--- START ---

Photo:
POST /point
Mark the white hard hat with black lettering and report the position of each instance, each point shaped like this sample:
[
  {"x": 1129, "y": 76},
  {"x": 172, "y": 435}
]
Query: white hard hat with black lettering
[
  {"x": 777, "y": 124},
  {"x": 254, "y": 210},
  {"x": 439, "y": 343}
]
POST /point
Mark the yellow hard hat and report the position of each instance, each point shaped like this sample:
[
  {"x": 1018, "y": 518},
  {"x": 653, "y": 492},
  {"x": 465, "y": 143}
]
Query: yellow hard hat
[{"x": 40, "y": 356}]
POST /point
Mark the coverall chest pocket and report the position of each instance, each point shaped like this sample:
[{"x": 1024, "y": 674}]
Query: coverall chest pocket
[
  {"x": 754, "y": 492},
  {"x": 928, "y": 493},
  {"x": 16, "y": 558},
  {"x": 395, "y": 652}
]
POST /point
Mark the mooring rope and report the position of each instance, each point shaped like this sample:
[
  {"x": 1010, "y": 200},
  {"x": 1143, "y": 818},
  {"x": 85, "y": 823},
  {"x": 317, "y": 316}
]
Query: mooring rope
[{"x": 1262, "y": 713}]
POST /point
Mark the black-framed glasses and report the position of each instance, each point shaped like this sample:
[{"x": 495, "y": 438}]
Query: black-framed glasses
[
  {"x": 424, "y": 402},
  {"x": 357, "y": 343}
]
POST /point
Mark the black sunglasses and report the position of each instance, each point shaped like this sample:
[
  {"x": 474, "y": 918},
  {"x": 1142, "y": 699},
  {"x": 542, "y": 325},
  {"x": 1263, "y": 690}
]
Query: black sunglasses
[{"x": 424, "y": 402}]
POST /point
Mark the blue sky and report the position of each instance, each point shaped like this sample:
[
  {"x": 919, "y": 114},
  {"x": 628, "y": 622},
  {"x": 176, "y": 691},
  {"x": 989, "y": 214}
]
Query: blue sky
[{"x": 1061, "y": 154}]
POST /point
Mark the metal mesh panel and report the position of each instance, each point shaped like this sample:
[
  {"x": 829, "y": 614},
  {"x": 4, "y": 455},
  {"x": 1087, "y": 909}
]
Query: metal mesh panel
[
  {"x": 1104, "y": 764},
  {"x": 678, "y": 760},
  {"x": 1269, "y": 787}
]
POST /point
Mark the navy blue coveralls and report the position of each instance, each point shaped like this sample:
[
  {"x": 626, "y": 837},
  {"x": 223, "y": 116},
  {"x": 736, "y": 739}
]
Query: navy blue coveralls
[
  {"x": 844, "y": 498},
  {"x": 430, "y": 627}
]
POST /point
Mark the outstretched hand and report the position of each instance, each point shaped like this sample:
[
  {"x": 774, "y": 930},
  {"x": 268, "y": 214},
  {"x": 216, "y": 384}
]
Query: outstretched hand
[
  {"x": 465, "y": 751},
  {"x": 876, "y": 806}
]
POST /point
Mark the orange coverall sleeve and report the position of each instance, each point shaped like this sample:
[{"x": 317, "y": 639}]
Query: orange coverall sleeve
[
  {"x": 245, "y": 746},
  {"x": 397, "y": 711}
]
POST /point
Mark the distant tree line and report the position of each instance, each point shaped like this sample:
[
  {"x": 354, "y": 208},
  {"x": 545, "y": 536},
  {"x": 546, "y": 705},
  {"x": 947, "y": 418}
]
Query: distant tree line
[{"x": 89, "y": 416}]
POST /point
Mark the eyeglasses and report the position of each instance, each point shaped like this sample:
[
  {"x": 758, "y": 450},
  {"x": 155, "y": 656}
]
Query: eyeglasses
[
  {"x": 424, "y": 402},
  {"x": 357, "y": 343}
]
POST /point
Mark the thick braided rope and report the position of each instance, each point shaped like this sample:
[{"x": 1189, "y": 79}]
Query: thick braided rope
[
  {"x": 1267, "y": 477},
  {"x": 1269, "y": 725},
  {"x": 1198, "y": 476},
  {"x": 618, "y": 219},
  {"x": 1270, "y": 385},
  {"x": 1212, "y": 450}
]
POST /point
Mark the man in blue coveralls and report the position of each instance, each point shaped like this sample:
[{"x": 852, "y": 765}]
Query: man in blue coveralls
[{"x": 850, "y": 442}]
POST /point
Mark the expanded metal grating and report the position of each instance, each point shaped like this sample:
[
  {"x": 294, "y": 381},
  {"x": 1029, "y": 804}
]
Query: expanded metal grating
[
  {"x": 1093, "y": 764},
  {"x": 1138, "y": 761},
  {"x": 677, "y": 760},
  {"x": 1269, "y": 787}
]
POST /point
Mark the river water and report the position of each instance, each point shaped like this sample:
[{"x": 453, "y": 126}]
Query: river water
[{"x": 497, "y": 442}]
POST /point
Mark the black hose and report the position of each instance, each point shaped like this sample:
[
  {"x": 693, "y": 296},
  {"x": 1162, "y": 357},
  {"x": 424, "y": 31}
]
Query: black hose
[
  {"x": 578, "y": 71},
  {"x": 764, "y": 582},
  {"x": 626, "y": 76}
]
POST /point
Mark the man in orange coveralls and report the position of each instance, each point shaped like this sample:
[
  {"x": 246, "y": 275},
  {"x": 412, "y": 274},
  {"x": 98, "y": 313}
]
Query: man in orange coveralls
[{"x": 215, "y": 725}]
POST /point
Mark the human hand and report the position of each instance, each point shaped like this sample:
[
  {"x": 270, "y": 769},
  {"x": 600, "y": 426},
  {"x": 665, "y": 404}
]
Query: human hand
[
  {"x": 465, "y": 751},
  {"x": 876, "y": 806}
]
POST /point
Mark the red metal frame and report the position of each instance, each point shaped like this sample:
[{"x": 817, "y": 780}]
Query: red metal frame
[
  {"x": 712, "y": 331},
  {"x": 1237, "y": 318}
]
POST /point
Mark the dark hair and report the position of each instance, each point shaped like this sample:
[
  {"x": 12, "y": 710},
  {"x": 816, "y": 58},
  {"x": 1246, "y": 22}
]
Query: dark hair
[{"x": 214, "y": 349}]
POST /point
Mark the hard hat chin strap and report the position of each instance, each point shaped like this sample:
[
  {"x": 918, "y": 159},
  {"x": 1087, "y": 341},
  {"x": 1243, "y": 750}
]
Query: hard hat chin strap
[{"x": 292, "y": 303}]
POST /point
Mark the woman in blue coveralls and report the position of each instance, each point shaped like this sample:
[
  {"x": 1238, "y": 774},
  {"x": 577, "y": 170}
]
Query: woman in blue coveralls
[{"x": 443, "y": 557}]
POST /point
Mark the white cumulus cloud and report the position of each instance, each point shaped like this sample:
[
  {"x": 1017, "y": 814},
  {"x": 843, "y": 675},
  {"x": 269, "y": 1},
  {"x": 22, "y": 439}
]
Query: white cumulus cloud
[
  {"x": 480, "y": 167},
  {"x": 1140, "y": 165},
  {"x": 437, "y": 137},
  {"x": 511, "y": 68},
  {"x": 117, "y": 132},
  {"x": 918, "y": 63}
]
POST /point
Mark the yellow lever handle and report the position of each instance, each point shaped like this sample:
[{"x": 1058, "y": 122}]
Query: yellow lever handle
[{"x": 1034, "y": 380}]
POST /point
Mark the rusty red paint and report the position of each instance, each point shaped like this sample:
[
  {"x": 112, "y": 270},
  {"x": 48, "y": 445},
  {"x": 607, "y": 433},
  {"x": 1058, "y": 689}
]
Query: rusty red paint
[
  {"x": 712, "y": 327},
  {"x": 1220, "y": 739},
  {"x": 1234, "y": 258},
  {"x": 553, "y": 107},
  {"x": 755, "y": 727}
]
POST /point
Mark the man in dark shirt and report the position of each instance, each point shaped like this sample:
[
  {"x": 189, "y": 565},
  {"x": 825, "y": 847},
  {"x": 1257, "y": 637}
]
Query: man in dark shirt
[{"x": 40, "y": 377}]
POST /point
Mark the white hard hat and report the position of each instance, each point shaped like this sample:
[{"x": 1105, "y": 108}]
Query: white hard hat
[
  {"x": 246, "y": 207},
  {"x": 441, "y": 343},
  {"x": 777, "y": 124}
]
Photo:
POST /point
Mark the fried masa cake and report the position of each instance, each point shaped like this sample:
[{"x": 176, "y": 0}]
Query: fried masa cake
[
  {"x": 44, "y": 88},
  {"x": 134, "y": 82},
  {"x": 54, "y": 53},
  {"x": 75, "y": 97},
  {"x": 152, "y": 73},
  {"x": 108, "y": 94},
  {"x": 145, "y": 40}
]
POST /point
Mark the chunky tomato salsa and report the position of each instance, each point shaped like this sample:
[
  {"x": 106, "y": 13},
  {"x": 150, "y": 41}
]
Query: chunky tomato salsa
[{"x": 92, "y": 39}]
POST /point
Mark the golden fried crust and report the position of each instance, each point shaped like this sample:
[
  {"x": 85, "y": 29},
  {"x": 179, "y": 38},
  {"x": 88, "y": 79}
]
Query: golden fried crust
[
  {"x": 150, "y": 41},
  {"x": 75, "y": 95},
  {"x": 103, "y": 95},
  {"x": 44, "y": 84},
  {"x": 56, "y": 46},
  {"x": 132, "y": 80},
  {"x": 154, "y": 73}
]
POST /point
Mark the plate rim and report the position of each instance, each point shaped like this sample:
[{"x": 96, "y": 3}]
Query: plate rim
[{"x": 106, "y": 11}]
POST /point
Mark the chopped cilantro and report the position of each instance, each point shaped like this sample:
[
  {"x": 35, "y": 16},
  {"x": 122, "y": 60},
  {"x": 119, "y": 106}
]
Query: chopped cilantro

--- END ---

Where a line above contains the string "chopped", copy that line.

* **SOLUTION FOR THIS TASK**
Mark the chopped cilantro and report the position of each instance, each point shaped like this sample:
Query: chopped cilantro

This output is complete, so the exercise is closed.